──────── 原文
芸大の映画サークルに所属する二見遭一は、天才とうわさ名高い新入生・最原最早がメガホンを取る自主制作映画に参加する。
だが「それ」は“ただの映画”では、なかった――。
TVアニメ『正解するカド』、『バビロン』、劇場アニメ『HELLO WORLD』で脚本を手掛ける鬼才・野崎まどの作家デビュー作にして、電撃小説大賞にて《メディアワークス文庫賞》を初受賞した伝説の作品が新装版で登場!

✨感想✨

著者のデビュー作であり、シリーズ第6作目「2」までと続く野崎ワールドの出発点。難解な要素を抑えたライトな読み味でありながら、作中の議論では鋭い考察が披露され思わず引き込まれました。内容は大学生が自主製作映画を立ち上げ完成させるというもので、本作の肝は天才と噂される新入生・最原最早の非凡な監督としての能力にあります。映画という創作物が視聴者の心の領域にどこまで影響を与えることができるのか、そして観た者を変えてしまう映画とはどのような映像なのか、そんな物があるのなら是非観てみたいが同時に怖ろしくも感じます。


読む前までは大学の映画サークルを舞台にしたライトな恋愛小説というイメージだったのだが…怖い、滅茶苦茶怖い。最初こそ大学生活の楽しさを描いているのだが、頁が進むにつれて、映画の撮影が進むにつれて、どんどん不穏さが増していくのはもう最高。映画の中に潜む魔を描く作品は数多く、天才、マッドサイエンティストを描く作品もまた多いけど、本書は間違いなくその系譜に連なる一冊。さらには某名作ホラー映画と某名作SFを連想させるような内容でもあり…。ラストも含めてSF・ミステリ・青春小説のこの上ないハイブリッドでありました。
────────────────
──────── データ内容
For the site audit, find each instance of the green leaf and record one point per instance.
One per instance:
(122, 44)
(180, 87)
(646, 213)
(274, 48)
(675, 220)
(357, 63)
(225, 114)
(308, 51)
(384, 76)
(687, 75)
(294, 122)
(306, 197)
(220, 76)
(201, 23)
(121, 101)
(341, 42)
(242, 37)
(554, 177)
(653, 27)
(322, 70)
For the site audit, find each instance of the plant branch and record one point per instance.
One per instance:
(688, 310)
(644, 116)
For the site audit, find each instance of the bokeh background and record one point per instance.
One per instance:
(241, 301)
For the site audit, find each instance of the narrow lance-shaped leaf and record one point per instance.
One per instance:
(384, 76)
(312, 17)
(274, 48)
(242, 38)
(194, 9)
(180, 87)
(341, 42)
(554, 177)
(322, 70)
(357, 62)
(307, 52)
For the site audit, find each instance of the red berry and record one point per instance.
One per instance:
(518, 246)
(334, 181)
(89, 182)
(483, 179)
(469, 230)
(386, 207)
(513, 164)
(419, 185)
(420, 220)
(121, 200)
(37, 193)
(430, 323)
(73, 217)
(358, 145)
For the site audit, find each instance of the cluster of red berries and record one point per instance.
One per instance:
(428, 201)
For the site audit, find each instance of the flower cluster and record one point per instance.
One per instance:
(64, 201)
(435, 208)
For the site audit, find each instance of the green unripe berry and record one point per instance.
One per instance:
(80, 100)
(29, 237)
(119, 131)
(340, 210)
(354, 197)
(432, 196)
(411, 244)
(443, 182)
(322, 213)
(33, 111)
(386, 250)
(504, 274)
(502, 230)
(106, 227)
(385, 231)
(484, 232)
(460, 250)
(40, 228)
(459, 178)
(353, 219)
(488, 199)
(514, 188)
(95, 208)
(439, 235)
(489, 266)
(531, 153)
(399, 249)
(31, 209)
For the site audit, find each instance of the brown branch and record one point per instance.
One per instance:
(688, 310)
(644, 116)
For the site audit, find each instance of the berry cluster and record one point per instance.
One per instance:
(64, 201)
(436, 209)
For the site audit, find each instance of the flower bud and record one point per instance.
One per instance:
────────────────
#### [問題文]
上の原文のうち、「芸大の映画サークルに所属する」から「いハイブリッドでありました。」までをすべて、一字も変えずに返してください。

#### [想定解答]
芸大の映画サークルに所属する二見遭一は、天才とうわさ名高い新入生・最原最早がメガホンを取る自主制作映画に参加する。
だが「それ」は“ただの映画”では、なかった――。
TVアニメ『正解するカド』、『バビロン』、劇場アニメ『HELLO WORLD』で脚本を手掛ける鬼才・野崎まどの作家デビュー作にして、電撃小説大賞にて《メディアワークス文庫賞》を初受賞した伝説の作品が新装版で登場!

✨感想✨

著者のデビュー作であり、シリーズ第6作目「2」までと続く野崎ワールドの出発点。難解な要素を抑えたライトな読み味でありながら、作中の議論では鋭い考察が披露され思わず引き込まれました。内容は大学生が自主製作映画を立ち上げ完成させるというもので、本作の肝は天才と噂される新入生・最原最早の非凡な監督としての能力にあります。映画という創作物が視聴者の心の領域にどこまで影響を与えることができるのか、そして観た者を変えてしまう映画とはどのような映像なのか、そんな物があるのなら是非観てみたいが同時に怖ろしくも感じます。


読む前までは大学の映画サークルを舞台にしたライトな恋愛小説というイメージだったのだが…怖い、滅茶苦茶怖い。最初こそ大学生活の楽しさを描いているのだが、頁が進むにつれて、映画の撮影が進むにつれて、どんどん不穏さが増していくのはもう最高。映画の中に潜む魔を描く作品は数多く、天才、マッドサイエンティストを描く作品もまた多いけど、本書は間違いなくその系譜に連なる一冊。さらには某名作ホラー映画と某名作SFを連想させるような内容でもあり…。ラストも含めてSF・ミステリ・青春小説のこの上ないハイブリッドでありました。